● WHAT YOU SHOULD DO: Among the entries below, tally each line containing "track"; respond with the total only.

● EXERCISE DATA:
····················

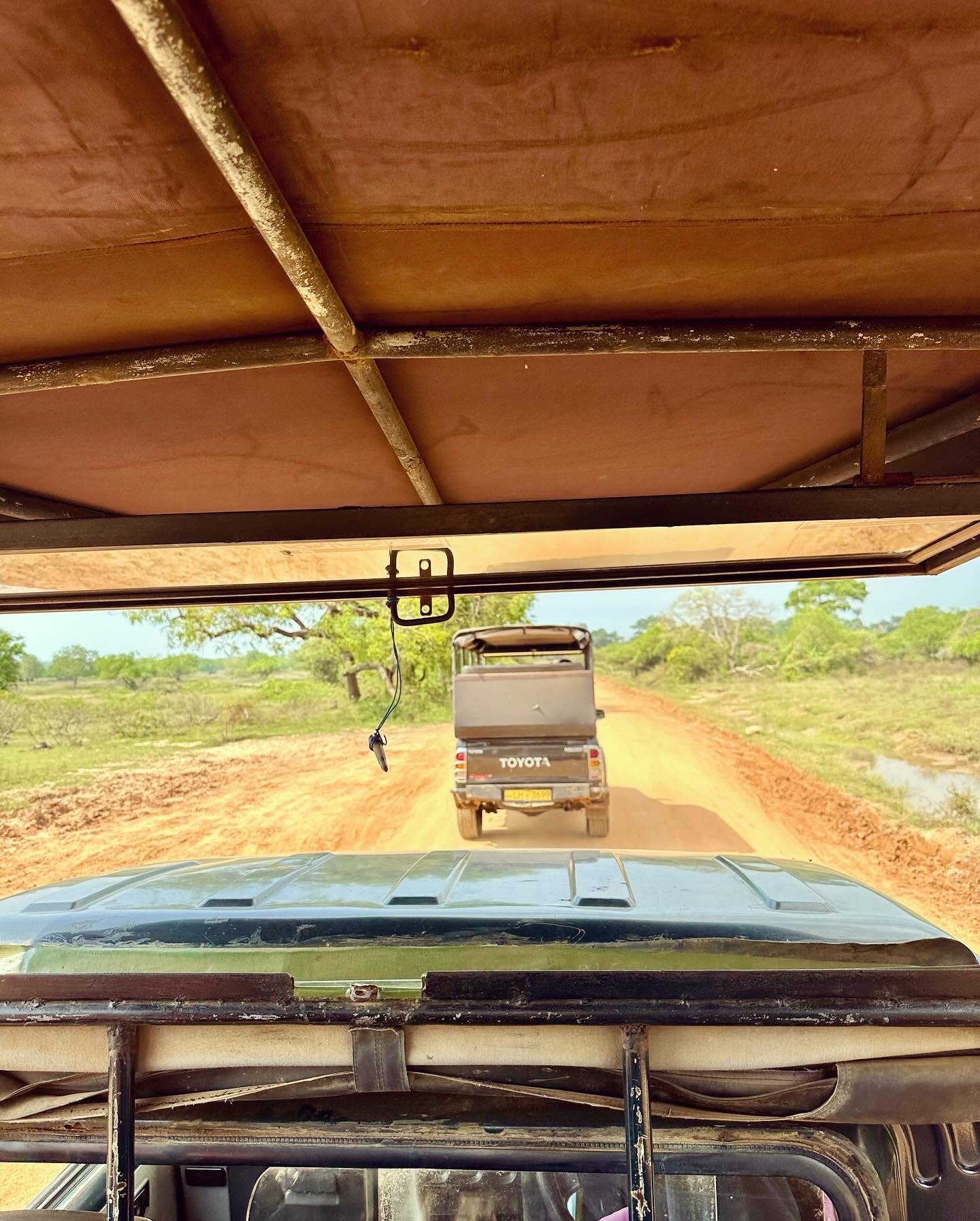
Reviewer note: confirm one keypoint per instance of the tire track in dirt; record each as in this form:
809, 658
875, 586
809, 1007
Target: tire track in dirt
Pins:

····················

● RESULT OF THIS TASK: 2